• EXERCISE DESCRIPTION: The required result is the exact run of lines beginning at the one containing "Could you kindly pick out the white underbelly" and ending at the last line of the entries.

• SUPPLIED DATA:
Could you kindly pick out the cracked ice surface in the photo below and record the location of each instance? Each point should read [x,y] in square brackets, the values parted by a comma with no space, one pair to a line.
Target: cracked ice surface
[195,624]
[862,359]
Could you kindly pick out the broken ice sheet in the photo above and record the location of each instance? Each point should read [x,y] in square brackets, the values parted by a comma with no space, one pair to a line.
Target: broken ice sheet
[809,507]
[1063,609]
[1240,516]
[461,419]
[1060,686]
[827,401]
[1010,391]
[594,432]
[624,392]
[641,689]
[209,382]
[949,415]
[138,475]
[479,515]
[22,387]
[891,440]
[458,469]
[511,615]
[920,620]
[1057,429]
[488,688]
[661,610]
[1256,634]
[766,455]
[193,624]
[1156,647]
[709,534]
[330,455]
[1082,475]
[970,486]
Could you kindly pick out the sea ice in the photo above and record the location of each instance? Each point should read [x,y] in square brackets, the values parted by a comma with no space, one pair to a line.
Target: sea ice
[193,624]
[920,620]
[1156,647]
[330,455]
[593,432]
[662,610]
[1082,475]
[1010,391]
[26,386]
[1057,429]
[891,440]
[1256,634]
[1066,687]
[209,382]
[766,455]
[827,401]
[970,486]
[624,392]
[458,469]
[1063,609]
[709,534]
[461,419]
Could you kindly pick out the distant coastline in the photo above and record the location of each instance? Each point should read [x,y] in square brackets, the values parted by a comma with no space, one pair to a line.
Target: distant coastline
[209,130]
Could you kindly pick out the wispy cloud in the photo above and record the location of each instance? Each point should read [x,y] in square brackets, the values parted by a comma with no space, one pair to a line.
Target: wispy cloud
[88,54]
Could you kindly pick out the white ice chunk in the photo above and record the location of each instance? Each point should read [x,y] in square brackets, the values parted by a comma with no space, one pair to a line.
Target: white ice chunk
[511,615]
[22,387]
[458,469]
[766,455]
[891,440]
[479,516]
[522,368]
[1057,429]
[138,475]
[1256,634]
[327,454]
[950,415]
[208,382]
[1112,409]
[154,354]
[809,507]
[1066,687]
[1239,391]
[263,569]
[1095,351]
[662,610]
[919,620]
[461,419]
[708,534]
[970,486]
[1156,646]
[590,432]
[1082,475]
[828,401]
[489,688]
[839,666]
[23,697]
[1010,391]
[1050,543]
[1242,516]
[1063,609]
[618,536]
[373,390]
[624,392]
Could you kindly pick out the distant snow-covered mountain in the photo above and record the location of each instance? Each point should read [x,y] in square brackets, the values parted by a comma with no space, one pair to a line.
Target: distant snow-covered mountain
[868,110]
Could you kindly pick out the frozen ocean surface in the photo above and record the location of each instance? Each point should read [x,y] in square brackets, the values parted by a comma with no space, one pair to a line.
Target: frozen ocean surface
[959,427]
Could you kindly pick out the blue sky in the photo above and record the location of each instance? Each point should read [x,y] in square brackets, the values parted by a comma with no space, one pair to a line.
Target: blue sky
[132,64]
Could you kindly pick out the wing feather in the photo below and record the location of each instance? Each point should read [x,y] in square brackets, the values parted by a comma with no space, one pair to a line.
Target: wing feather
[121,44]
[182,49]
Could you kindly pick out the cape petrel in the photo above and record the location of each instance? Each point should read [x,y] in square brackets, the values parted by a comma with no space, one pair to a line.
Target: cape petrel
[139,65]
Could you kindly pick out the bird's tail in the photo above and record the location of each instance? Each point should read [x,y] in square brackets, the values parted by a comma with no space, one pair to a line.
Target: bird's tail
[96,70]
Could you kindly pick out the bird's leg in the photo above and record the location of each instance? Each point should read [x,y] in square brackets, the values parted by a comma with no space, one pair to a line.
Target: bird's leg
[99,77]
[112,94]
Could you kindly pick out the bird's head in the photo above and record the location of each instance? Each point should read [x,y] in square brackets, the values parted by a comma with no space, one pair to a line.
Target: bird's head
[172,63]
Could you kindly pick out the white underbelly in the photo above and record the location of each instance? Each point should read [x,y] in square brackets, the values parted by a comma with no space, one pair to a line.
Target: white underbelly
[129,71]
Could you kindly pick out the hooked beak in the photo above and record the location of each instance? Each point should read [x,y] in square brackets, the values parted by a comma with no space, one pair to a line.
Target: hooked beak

• ANSWER SECTION:
Could you kindly pick out the white underbelly in the photo above and record the location of each instance? Each point should read [x,y] in square brackets, the values parted by a comma with no space, one pair to a line.
Target: white underbelly
[129,71]
Could you kindly pick out the hooked beak in the photo above and record the location of each instance? Each point should read [x,y] in square brackets, the values parted by a comma with no space, one pair to a line.
Target: hooked beak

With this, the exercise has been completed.